_Your instructions:_ In full and without alteration, repeat the material.

_Dataset excerpts:_
━━━━━━━━━━━━━━━━

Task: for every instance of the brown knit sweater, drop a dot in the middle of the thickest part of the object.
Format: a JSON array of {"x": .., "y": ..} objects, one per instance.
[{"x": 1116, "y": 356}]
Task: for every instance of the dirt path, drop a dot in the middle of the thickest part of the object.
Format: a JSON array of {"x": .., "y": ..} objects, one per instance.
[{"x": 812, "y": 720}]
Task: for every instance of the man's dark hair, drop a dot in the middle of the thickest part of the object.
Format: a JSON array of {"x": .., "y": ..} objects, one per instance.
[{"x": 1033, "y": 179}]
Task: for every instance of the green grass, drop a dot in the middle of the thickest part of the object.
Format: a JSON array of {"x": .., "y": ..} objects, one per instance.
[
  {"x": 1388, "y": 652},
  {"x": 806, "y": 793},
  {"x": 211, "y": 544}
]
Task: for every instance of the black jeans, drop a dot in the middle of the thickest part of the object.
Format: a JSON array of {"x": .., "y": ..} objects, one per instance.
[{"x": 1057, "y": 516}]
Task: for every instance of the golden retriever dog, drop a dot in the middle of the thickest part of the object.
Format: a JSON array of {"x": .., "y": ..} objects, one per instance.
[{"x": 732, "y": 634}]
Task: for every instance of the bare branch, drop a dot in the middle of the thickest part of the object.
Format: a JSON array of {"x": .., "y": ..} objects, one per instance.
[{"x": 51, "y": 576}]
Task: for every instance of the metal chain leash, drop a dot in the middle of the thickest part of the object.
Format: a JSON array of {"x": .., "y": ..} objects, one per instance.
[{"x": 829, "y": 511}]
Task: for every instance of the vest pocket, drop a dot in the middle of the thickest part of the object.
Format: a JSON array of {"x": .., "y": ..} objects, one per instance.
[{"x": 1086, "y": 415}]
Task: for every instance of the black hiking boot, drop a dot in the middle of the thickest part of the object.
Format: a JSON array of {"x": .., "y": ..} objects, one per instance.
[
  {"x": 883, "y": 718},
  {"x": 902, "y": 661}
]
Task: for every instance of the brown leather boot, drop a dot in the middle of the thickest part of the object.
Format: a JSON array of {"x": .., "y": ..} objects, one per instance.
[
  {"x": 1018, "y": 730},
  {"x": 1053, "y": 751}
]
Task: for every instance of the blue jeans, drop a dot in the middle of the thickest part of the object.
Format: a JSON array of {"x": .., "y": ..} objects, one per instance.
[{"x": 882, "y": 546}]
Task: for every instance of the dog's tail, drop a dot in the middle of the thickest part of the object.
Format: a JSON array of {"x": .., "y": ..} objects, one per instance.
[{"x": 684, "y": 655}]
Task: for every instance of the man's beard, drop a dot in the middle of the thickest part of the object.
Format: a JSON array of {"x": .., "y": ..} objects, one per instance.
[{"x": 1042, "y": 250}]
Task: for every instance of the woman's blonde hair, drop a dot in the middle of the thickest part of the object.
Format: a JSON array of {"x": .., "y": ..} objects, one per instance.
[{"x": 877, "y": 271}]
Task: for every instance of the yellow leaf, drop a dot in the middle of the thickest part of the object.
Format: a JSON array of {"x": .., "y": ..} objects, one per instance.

━━━━━━━━━━━━━━━━

_Answer to this exercise:_
Task: for every instance of the brown knit sweater, drop a dot in the middle of the thickest part of the object.
Format: a JSON array of {"x": .., "y": ..} objects, one per instance.
[{"x": 1116, "y": 356}]
Task: for every instance of the dirt path, drop a dot in the middle of the thickest part of the object.
Format: a JSON array of {"x": .., "y": ..} objects, one per instance.
[{"x": 812, "y": 720}]
Task: for every instance of the man's dark hair, drop a dot in the middle of the thickest part of the object.
Format: a JSON array of {"x": .., "y": ..} objects, one per instance.
[{"x": 1033, "y": 179}]
Task: for every instance of the green grass, drop a dot in the middle of the thickest part of the object.
Format: a JSON array of {"x": .., "y": ..} objects, one per instance.
[
  {"x": 1388, "y": 652},
  {"x": 806, "y": 793},
  {"x": 211, "y": 544}
]
Task: for every instance of the black jeans, drop a dot in the middle of the thickest part of the object.
Format: a JSON array of {"x": .., "y": ..} objects, one per instance.
[{"x": 1057, "y": 516}]
Task: for every instance of the golden retriever dog, drop a dot in the middle of the thickest part of the object.
Format: a JSON array of {"x": .., "y": ..} objects, one per instance.
[{"x": 732, "y": 634}]
Task: for every instance of the bare branch, drop a dot in the middle of the thickest part of the object.
Format: a JSON array of {"x": .., "y": ..} objects, one per instance.
[{"x": 51, "y": 576}]
Task: for every instance of the metal chain leash, drop a dot in the middle of the thickest part of the object.
Format: a JSON array of {"x": .., "y": ..} objects, one per instance.
[{"x": 829, "y": 511}]
Task: for every instance of the vest pocket, drop a dot in the middle of the thickest part of the object.
Format: a JSON array of {"x": .., "y": ..} objects, one per instance.
[{"x": 1086, "y": 415}]
Task: for every instance of the black hiking boot, drop a dot in the middle of the thickest part of the object.
Format: a JSON array of {"x": .., "y": ..} objects, one per instance.
[
  {"x": 883, "y": 718},
  {"x": 902, "y": 661}
]
Task: for every instance of the brown leather boot, drop a dot in the middle of the thickest part of the object.
Format: a JSON array of {"x": .., "y": ..} objects, one per instance.
[
  {"x": 1018, "y": 730},
  {"x": 1053, "y": 751}
]
Task: for every instance of the blue jeans, drop a dot in the middle of the thickest part of the object.
Format: a JSON array of {"x": .., "y": ..} objects, one per instance.
[{"x": 882, "y": 546}]
Task: for every instance of the dog's tail, drop a dot in the middle of the thickest part of the object.
Format: a JSON array of {"x": .., "y": ..} objects, one per instance.
[{"x": 684, "y": 655}]
Task: for every instance of the man's beard, drop a dot in the middle of the thickest part of the object.
Format: a JSON array of {"x": .., "y": ..} objects, one per instance.
[{"x": 1042, "y": 250}]
Task: for every instance of the woman's blonde hair, drop a dot in the middle of the thickest part of the object.
Format: a JSON array of {"x": .., "y": ..} objects, one per instance.
[{"x": 877, "y": 271}]
Task: for every instance of the yellow leaf, drop a dot in the middle of the thickest part of the object.
Format: a JSON array of {"x": .., "y": ..} objects, one per instance.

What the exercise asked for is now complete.